**Task item:** Your response should give back each record exactly, word for word.

::: Listed entries :::

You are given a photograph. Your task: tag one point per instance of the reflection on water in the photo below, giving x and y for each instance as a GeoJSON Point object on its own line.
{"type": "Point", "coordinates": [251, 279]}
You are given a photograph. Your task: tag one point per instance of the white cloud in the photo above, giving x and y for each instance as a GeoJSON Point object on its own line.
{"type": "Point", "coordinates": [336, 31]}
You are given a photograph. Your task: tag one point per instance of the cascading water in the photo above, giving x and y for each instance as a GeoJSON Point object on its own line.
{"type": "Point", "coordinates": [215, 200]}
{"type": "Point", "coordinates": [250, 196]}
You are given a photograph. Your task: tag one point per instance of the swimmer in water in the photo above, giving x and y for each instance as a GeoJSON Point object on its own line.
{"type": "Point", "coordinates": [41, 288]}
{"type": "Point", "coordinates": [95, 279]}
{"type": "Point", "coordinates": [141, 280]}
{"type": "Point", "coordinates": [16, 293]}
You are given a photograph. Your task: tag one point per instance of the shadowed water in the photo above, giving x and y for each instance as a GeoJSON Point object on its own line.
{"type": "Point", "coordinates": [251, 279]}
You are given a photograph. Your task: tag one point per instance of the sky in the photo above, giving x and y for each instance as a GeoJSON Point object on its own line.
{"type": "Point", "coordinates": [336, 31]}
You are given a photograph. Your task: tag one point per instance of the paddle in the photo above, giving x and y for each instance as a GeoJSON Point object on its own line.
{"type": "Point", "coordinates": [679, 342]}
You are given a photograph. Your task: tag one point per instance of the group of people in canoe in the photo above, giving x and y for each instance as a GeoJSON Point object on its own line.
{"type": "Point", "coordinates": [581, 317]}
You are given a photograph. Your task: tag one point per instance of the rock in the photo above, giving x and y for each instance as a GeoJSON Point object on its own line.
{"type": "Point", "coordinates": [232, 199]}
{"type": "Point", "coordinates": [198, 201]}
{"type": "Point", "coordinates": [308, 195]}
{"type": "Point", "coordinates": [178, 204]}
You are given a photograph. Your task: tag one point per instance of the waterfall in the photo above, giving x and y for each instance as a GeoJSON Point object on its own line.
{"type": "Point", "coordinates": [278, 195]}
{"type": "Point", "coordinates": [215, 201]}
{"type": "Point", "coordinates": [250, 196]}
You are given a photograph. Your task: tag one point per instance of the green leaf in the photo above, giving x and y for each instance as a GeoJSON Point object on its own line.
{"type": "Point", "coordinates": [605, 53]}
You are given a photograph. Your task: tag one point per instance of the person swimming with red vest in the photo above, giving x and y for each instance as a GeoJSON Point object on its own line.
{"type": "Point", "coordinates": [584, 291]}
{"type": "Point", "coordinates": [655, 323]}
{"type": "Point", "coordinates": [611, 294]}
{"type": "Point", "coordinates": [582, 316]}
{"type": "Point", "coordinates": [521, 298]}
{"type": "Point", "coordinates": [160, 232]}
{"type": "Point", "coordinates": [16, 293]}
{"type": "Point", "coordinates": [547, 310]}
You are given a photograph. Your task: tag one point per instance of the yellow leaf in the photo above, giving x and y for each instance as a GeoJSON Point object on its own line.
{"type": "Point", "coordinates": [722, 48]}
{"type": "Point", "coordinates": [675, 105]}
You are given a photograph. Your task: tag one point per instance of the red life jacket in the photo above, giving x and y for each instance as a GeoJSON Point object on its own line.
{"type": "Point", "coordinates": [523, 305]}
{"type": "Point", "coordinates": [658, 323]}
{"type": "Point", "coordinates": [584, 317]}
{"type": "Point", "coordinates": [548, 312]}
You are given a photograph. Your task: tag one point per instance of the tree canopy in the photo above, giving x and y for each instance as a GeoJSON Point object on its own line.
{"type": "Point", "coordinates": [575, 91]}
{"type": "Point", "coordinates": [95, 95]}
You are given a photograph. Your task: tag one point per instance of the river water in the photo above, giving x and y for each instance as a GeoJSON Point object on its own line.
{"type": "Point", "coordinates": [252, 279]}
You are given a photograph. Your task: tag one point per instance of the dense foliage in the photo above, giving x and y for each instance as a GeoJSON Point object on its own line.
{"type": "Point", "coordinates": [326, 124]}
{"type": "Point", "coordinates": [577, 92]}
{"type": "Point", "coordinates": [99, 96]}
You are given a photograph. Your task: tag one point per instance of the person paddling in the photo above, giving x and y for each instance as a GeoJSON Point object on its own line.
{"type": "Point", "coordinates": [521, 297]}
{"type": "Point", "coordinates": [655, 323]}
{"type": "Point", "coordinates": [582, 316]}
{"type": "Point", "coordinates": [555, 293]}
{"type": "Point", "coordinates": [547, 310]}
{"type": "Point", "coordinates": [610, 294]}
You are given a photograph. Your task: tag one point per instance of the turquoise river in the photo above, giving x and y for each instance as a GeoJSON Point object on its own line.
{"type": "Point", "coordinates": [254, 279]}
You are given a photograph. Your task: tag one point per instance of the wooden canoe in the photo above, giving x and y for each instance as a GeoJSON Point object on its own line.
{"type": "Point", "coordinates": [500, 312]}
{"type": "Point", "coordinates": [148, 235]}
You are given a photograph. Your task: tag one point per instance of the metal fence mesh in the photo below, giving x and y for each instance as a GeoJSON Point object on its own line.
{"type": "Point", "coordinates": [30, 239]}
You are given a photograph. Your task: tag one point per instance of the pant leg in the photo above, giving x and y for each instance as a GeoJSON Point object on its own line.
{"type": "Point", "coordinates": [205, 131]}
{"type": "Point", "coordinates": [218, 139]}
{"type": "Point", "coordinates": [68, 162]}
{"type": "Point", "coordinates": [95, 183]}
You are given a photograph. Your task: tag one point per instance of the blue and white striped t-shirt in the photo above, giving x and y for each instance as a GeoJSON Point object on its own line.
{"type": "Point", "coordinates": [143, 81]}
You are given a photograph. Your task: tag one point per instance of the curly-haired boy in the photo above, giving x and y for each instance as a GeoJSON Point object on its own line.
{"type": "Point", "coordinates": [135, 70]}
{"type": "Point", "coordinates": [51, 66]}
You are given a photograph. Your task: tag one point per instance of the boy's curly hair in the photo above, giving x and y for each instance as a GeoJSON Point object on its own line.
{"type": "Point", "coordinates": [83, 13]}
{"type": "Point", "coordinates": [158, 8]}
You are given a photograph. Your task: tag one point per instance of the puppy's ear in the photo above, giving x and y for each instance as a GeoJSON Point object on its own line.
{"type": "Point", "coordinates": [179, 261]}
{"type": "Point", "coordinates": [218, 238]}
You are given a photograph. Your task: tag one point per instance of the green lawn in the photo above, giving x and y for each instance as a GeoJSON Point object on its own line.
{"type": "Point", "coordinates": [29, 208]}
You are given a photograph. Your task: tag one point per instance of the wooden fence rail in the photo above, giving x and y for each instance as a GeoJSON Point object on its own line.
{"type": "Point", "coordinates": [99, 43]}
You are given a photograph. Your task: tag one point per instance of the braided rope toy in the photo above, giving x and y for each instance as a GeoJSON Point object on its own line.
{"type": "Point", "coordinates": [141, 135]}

:::

**Expected answer:**
You are given a photograph. Your task: tag one point per instance of the reflection on water in the photo below, giving x and y for each instance as a GeoJSON Point object on its own line.
{"type": "Point", "coordinates": [251, 279]}
You are given a photograph. Your task: tag one point per instance of the white cloud in the photo above, giving x and y for each instance as a GeoJSON Point object on its own line.
{"type": "Point", "coordinates": [336, 31]}
You are given a photograph. Your task: tag one point per instance of the cascading water in the photo above, giving x and y for each instance as a GeoJSON Point object on its own line.
{"type": "Point", "coordinates": [215, 200]}
{"type": "Point", "coordinates": [250, 196]}
You are given a photograph. Your task: tag one point per instance of the swimmer in water in the photo above, giving x and y for each instance as a GeoJSON Point object on its own line.
{"type": "Point", "coordinates": [41, 288]}
{"type": "Point", "coordinates": [95, 279]}
{"type": "Point", "coordinates": [141, 280]}
{"type": "Point", "coordinates": [16, 293]}
You are given a photograph. Your task: tag one point per instance of the shadowed water in the photo above, giving x and y for each instance as a GeoJSON Point object on its own line.
{"type": "Point", "coordinates": [251, 279]}
You are given a photograph. Your task: tag one point per instance of the sky in the photo above, giving x and y for each instance as a GeoJSON Point object on its own line.
{"type": "Point", "coordinates": [336, 31]}
You are given a photograph. Your task: tag one point per instance of the paddle in the photo above, giving x and y for each instance as a GeoJSON Point object on its own line.
{"type": "Point", "coordinates": [679, 342]}
You are given a photograph. Your task: tag one point per instance of the group of people in canoe in the photo above, giving x and y for each instance as a GeoJSON Point object on its own line.
{"type": "Point", "coordinates": [581, 317]}
You are given a photograph. Your task: tag one point per instance of the rock in the photo above, giving x and y for each instance as a GeoJSON Point object on its own line.
{"type": "Point", "coordinates": [232, 199]}
{"type": "Point", "coordinates": [198, 201]}
{"type": "Point", "coordinates": [308, 195]}
{"type": "Point", "coordinates": [178, 204]}
You are given a photograph. Your task: tag one point per instance of the waterfall in the photo above, giving x and y for each instance as a GeoJSON Point object on its own line.
{"type": "Point", "coordinates": [278, 195]}
{"type": "Point", "coordinates": [215, 201]}
{"type": "Point", "coordinates": [250, 196]}
You are given a photograph. Your task: tag one point per instance of the green leaf in the photo above, giving x and y for each instance as a GeoJSON Point object on its own line.
{"type": "Point", "coordinates": [605, 53]}
You are given a photograph. Your task: tag one point per instance of the person swimming with red vest in the photo above, giving x and y for each instance as a GeoJSON Point object on its own line.
{"type": "Point", "coordinates": [584, 291]}
{"type": "Point", "coordinates": [655, 323]}
{"type": "Point", "coordinates": [611, 294]}
{"type": "Point", "coordinates": [582, 316]}
{"type": "Point", "coordinates": [521, 298]}
{"type": "Point", "coordinates": [160, 232]}
{"type": "Point", "coordinates": [16, 293]}
{"type": "Point", "coordinates": [547, 310]}
You are given a photograph. Your task: tag one point per instance of the yellow leaf in the photo above, giving x and y for each instance as a GeoJSON Point object on its own line.
{"type": "Point", "coordinates": [722, 48]}
{"type": "Point", "coordinates": [675, 105]}
You are given a photograph. Your task: tag one point per instance of the red life jacket in the photo above, giving x and y for each instance as a GeoJSON Point object on its own line.
{"type": "Point", "coordinates": [523, 305]}
{"type": "Point", "coordinates": [658, 323]}
{"type": "Point", "coordinates": [584, 317]}
{"type": "Point", "coordinates": [548, 312]}
You are given a photograph. Your task: tag one point per instance of the tree canopy in the photo above, giving x and y for each instance as a GeoJSON Point object on its own line.
{"type": "Point", "coordinates": [575, 91]}
{"type": "Point", "coordinates": [95, 95]}
You are given a photograph. Your task: tag one point per instance of the river water in the photo above, giving x and y for each instance as a GeoJSON Point object on its own line.
{"type": "Point", "coordinates": [252, 279]}
You are given a photograph. Your task: tag one point per instance of the dense foliage in the photo above, giving x and y for each instance as a GeoJSON Point object on its own line.
{"type": "Point", "coordinates": [326, 124]}
{"type": "Point", "coordinates": [577, 92]}
{"type": "Point", "coordinates": [99, 96]}
You are given a photograph. Your task: tag one point per instance of the person paddling in the photo above, giving x and y for each instance as a GeoJSON Point object on its own line.
{"type": "Point", "coordinates": [521, 297]}
{"type": "Point", "coordinates": [655, 323]}
{"type": "Point", "coordinates": [582, 316]}
{"type": "Point", "coordinates": [555, 293]}
{"type": "Point", "coordinates": [547, 310]}
{"type": "Point", "coordinates": [610, 294]}
You are given a photograph. Your task: tag one point per instance of the turquoise river in the photo above, giving x and y for each instance as a GeoJSON Point object on its own line.
{"type": "Point", "coordinates": [254, 279]}
You are given a photograph. Your task: tag one point per instance of the wooden canoe in the photo above, giving x and y for each instance as a GeoJSON Point object on its own line.
{"type": "Point", "coordinates": [500, 312]}
{"type": "Point", "coordinates": [148, 235]}
You are given a photograph. Your task: tag one point per instance of the metal fence mesh in the photo below, giving x and y for each instance as a GeoJSON Point object on its own line.
{"type": "Point", "coordinates": [30, 239]}
You are given a photograph. Your task: tag one point per instance of the pant leg in the photo above, giving x and y for each instance as a GeoJSON Point object on its own line.
{"type": "Point", "coordinates": [205, 131]}
{"type": "Point", "coordinates": [218, 139]}
{"type": "Point", "coordinates": [68, 162]}
{"type": "Point", "coordinates": [95, 183]}
You are given a photograph. Your task: tag one point per instance of the blue and white striped t-shirt in the photo above, giving x and y for each instance as a GeoJSON Point object on its own line.
{"type": "Point", "coordinates": [143, 81]}
You are given a photograph. Your task: tag one point per instance of the curly-haired boy in the photo above, giving x and y for each instance as a GeoJSON Point object on its own line.
{"type": "Point", "coordinates": [135, 70]}
{"type": "Point", "coordinates": [51, 66]}
You are given a photograph. Your task: tag one point per instance of the boy's curly hair in the photo above, giving x and y for each instance as a GeoJSON Point object on its own line.
{"type": "Point", "coordinates": [83, 13]}
{"type": "Point", "coordinates": [158, 8]}
You are given a photograph. Your task: tag one point per instance of the puppy's ear in the photo above, giving x and y for each instance as a GeoJSON Point object on its own line.
{"type": "Point", "coordinates": [179, 261]}
{"type": "Point", "coordinates": [218, 238]}
You are given a photograph. Your task: tag one point per instance of the green lawn in the photo above, giving x and y for each instance as a GeoJSON Point object on its own line.
{"type": "Point", "coordinates": [29, 208]}
You are given a photograph. Your task: tag one point per instance of the wooden fence rail in the photo above, giving x and y for each instance as a GeoJSON Point object on its own line.
{"type": "Point", "coordinates": [99, 43]}
You are given a photograph. Your task: tag one point per instance of the braided rope toy in the photo above, giving x and y for each instance as a GeoJSON Point object on its own line.
{"type": "Point", "coordinates": [141, 135]}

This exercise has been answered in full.